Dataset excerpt
======

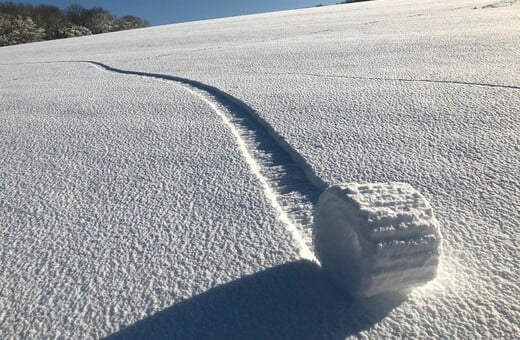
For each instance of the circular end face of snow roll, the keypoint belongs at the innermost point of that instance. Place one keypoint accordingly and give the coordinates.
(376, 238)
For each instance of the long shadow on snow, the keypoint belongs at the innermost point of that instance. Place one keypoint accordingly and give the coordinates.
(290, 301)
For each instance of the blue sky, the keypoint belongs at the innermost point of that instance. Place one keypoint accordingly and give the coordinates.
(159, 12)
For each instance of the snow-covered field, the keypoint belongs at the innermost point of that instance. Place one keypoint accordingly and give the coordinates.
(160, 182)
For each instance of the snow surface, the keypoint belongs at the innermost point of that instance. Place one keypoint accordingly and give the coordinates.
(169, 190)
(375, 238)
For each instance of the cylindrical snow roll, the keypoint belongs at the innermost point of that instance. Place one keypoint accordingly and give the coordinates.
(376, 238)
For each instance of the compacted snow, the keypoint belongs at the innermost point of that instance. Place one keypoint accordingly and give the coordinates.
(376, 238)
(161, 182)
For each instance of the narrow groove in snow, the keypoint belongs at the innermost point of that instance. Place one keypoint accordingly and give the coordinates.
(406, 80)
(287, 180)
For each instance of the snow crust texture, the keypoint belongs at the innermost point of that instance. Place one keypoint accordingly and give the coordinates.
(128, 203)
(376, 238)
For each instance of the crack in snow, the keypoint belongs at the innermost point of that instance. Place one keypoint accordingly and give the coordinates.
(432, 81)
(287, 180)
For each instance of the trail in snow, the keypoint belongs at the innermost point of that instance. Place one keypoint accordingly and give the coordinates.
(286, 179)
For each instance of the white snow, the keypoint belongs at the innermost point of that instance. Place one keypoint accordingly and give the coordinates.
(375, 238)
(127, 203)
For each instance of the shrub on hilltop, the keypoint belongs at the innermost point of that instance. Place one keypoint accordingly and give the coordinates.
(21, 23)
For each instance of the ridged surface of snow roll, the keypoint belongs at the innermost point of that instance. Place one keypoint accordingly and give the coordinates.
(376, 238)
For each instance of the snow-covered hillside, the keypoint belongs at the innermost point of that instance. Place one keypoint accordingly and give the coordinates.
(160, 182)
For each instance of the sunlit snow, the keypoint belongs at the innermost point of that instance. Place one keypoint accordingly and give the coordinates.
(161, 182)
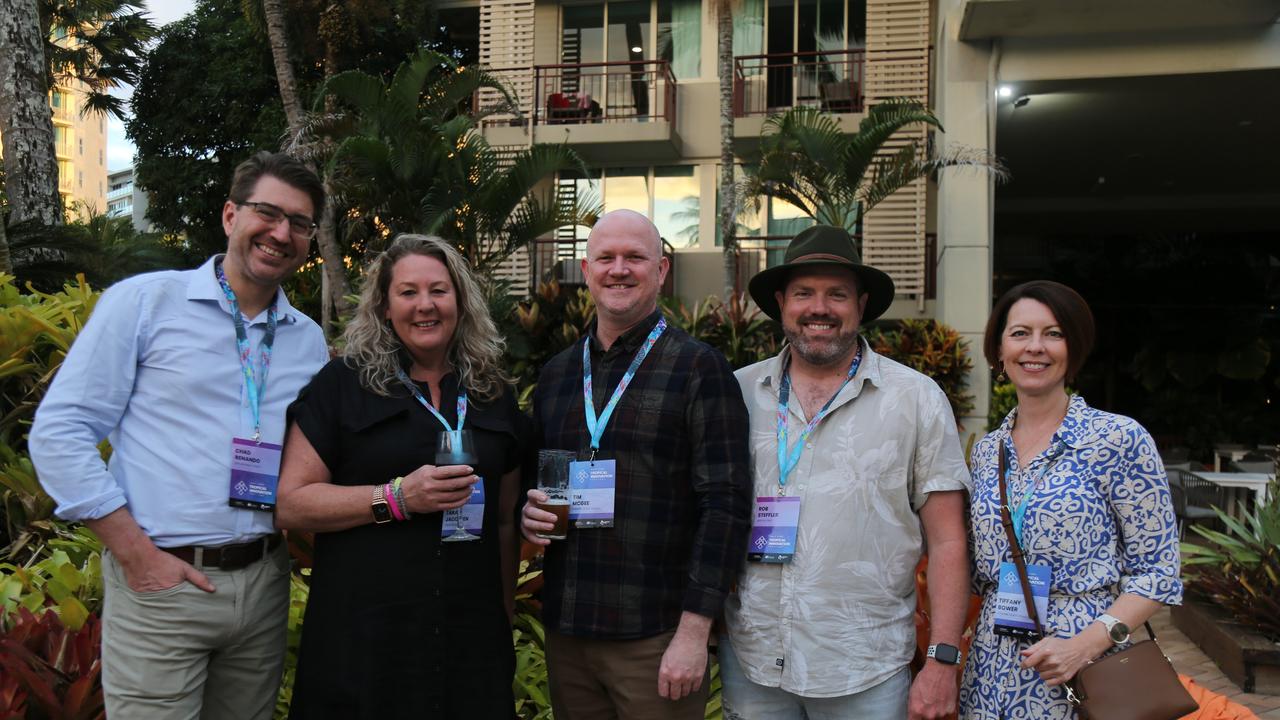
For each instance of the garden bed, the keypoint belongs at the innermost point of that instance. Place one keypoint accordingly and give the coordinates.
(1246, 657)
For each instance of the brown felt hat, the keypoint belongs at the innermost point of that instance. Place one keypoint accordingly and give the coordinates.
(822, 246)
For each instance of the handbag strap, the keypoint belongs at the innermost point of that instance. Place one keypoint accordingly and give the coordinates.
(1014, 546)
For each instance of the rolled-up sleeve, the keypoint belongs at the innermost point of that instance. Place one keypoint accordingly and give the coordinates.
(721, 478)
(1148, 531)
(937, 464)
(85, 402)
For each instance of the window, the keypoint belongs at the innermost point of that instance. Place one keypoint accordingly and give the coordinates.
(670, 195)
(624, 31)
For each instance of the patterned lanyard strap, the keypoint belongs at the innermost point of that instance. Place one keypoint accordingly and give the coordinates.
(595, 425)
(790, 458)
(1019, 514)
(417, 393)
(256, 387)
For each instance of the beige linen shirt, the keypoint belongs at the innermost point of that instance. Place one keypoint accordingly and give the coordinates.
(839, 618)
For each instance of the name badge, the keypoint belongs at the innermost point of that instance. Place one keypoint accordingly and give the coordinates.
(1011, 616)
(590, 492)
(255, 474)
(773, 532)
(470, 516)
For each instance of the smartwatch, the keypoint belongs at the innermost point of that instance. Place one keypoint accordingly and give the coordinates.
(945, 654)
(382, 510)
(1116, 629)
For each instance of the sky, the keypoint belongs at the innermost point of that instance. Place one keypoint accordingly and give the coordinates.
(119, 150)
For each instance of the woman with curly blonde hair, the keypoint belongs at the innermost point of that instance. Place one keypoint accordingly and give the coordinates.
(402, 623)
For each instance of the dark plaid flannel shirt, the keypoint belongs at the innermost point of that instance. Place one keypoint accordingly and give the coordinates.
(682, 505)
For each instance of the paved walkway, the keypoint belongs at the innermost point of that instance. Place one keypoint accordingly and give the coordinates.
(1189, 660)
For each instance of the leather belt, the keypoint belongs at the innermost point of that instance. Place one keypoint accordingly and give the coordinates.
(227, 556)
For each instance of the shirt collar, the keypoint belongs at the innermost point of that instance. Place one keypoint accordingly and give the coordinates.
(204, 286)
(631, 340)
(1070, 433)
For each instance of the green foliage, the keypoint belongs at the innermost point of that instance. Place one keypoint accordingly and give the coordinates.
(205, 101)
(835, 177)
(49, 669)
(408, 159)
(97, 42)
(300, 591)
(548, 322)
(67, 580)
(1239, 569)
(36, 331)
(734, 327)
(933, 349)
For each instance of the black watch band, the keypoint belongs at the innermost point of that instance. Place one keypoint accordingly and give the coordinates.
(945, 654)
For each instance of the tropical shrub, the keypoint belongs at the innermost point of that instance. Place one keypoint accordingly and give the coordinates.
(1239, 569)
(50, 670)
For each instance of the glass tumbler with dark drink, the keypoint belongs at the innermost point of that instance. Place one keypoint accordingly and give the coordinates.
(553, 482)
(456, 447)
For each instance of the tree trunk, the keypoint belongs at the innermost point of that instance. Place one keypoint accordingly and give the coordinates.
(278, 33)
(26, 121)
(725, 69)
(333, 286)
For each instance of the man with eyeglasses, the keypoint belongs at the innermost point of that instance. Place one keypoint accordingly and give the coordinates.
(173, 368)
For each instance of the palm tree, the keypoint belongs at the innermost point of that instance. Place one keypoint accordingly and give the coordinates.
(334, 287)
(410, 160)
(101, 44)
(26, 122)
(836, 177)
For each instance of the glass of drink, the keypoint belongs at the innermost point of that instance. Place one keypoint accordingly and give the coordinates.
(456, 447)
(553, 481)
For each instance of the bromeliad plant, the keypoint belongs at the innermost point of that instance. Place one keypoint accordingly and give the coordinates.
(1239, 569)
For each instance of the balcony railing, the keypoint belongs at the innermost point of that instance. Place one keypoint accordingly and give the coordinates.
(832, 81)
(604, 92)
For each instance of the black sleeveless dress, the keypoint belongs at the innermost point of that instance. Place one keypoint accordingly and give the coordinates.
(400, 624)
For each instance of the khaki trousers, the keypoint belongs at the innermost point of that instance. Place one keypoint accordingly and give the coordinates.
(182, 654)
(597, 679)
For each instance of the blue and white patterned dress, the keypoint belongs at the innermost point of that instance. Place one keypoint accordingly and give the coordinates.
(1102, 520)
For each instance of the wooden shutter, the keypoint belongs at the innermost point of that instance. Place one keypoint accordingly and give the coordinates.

======

(Task directions): Write out all of the lines above exactly as they appear, leaving out the pictures.

(Exercise output):
For each instance of the circular end face of snow roll, the keypoint belongs at the innermost point of that instance. Place one keypoint accordingly and give the coordinates.
(376, 238)
For each instance of the long shadow on snow, the keypoint belongs at the innermost point of that instance. Place one keypoint accordingly and give the coordinates.
(290, 301)
For each instance of the blue sky, the keypoint belongs at the innermost point of that instance. Place one keypoint accordingly and give the coordinates.
(159, 12)
For each instance of the snow-covered field, the keypoint belongs at the innermost point of that instance. Place one keypoint accordingly and give the coordinates.
(160, 182)
For each instance of the snow surface, the keypoint belongs at the innermost point of that instance. Place one keypoint accordingly and give the coordinates.
(169, 190)
(375, 238)
For each instance of the cylindrical snow roll, the keypoint belongs at the innermost point of that instance. Place one keypoint accordingly and give the coordinates.
(376, 238)
For each instance of the compacted snow, the keypoint belongs at the innermost point of that instance. Place one keypoint accordingly and give the coordinates.
(376, 238)
(161, 182)
For each instance of the narrow groove in snow, the keypoint belongs at the innermost point of that instance. Place one keypoint accordingly and give the coordinates.
(406, 80)
(287, 180)
For each instance of the snow crust texture, the keypoint belongs at the innermost point of that instance. Place one keypoint accordingly and give the coordinates.
(128, 203)
(376, 238)
For each instance of the crack in snow, the keypoint belongs at the innermost point of that instance. Place one keypoint accordingly and give the coordinates.
(432, 81)
(287, 180)
For each instance of the trail in snow, the keypoint belongs at the innermost point of that instance. Place one keypoint accordingly and give the coordinates.
(286, 179)
For each instance of the white snow, the keypoint belongs at the innermost point of that instance. Place one keypoint accordingly and give the coordinates.
(375, 238)
(127, 203)
For each instance of the shrub on hilltop, the keypoint belongs at the innermost point of that instance. Place one keypoint accordingly and give the coordinates.
(21, 23)
For each instance of the ridged surface of snow roll, the keypoint belongs at the innermost point of that instance. Place one keypoint accordingly and give the coordinates.
(376, 238)
For each instance of the snow-covered hillside, the keypoint belongs at the innermost point of that instance. Place one keypoint accordingly and give the coordinates.
(160, 182)
For each instance of the sunlit snow, the keypoint belongs at the innermost point of that instance. Place one keypoint accordingly and give the coordinates.
(161, 182)
For each instance of the garden bed, the keypoint belongs at the innermost point of that instance. Place one keypoint accordingly and give the coordinates.
(1246, 657)
For each instance of the brown felt hat, the keypoint belongs at the innermost point of that instance. Place one keypoint accordingly and give the coordinates.
(822, 246)
For each instance of the handbag strap, the keypoint belongs at the innermost point of that instance. Place one keypoint accordingly and give the coordinates.
(1014, 546)
For each instance of the rolled-up sleeve, the keypoint belongs at the innermost point of that instance. Place one keypoint accordingly and give the coordinates.
(721, 478)
(1148, 531)
(937, 464)
(85, 402)
For each instance of the window, the keypoint belongs at the innermost point of that instance. Place one keypoint accordingly and give the coordinates.
(670, 195)
(624, 31)
For each instance of the patterned lanyard strap, the keypoint belongs at the innermost point of that instance. Place one keypoint accordingly and give the coordinates.
(595, 425)
(790, 458)
(1019, 514)
(417, 393)
(256, 387)
For each instance of the beige linen shirt, the keypoint belongs at the innermost point of that instance. Place one keypoint accordingly and give the coordinates.
(839, 618)
For each instance of the name badge, the keypoint belongs at the innermost point of that instance. Place one keypoint accordingly and give the coordinates.
(1011, 616)
(590, 492)
(255, 474)
(773, 532)
(470, 516)
For each instance of the smartwatch, the keypoint belongs at the innermost point of that instance. Place one keypoint accordingly and give the coordinates.
(945, 654)
(382, 510)
(1116, 629)
For each instance of the sky, the keypoint belongs at the innermost point of that instance. Place one keypoint accordingly and give the coordinates.
(119, 150)
For each instance of the woman with curly blonde hair, the keypoint belongs at the innermost point of that instance. Place one keypoint accordingly and give the coordinates.
(402, 623)
For each instance of the dark plaid flannel shirt, the keypoint belongs at the innermost point of that instance. Place one keypoint accordingly and give the coordinates.
(682, 505)
For each instance of the paved walkway, the keypoint belongs at the innermost point of that instance. Place one keypoint accordingly and give the coordinates.
(1189, 660)
For each instance of the leather belt, the keypoint belongs at the innermost point of that instance. Place one keypoint accordingly and give the coordinates.
(227, 556)
For each instance of the shirt collar, the keypoint belongs at the innermost point of that instance. Place one keypoint accordingly and give the coordinates.
(204, 286)
(631, 340)
(1070, 433)
For each instance of the green foliage, the keypoint belongs at the innermost point of that instance. Place one keypoint accordingly and give the coordinates.
(205, 101)
(835, 177)
(49, 669)
(408, 159)
(97, 42)
(300, 591)
(548, 322)
(67, 580)
(1239, 569)
(36, 331)
(734, 327)
(933, 349)
For each instance of the black watch band, the keypoint belongs at the innermost point of that instance. Place one keypoint accordingly and give the coordinates.
(945, 654)
For each instance of the tropical shrub, the keypoint belongs at the innermost point of that instance. Place one keypoint accordingly and give the coordinates.
(1239, 569)
(50, 670)
For each instance of the glass tumbler with dark drink, the keypoint belongs at the innermost point of that instance. Place one keypoint accordingly and give the coordinates.
(553, 482)
(456, 447)
For each instance of the tree trunk, the keypoint belongs at the innermost point of that instance. Place one keypoint accordingly and give the coordinates.
(278, 33)
(26, 121)
(725, 69)
(333, 286)
For each instance of the man with eyeglasses, the keypoint belongs at the innermost point of that instance. Place one keypoint accordingly and give the coordinates.
(173, 368)
For each instance of the palm tree, the keypoint belongs at the innermost point of that instance. Place one keypoint accordingly and give the coordinates.
(334, 287)
(410, 160)
(101, 44)
(26, 122)
(836, 177)
For each instance of the glass of drink, the keypoint belongs at the innermost point of that instance. Place one keypoint accordingly and give the coordinates.
(456, 447)
(553, 481)
For each instance of the bromeliad plant, the keypoint belongs at the innermost point of that instance. Place one keypoint accordingly and give the coordinates.
(1239, 569)
For each instance of the balcony railing, the keypoint belongs at the innermost point of that instance. Place one keypoint accordingly and give the coordinates.
(832, 81)
(604, 92)
For each instance of the black sleeveless dress, the keypoint belongs at the innermost point of that instance. Place one keypoint accordingly and give the coordinates.
(400, 624)
For each instance of the khaki trousers, the keypoint belongs at the innermost point of that instance. Place one keypoint accordingly and give the coordinates.
(182, 654)
(597, 679)
For each instance of the blue and white patterned dress, the keypoint belongs at the innermost point of that instance. Place one keypoint accordingly and give the coordinates.
(1102, 520)
For each instance of the wooden shutter, the keypoint belongs at the innermost point of that instance. Place one keypoint accordingly and give the coordinates.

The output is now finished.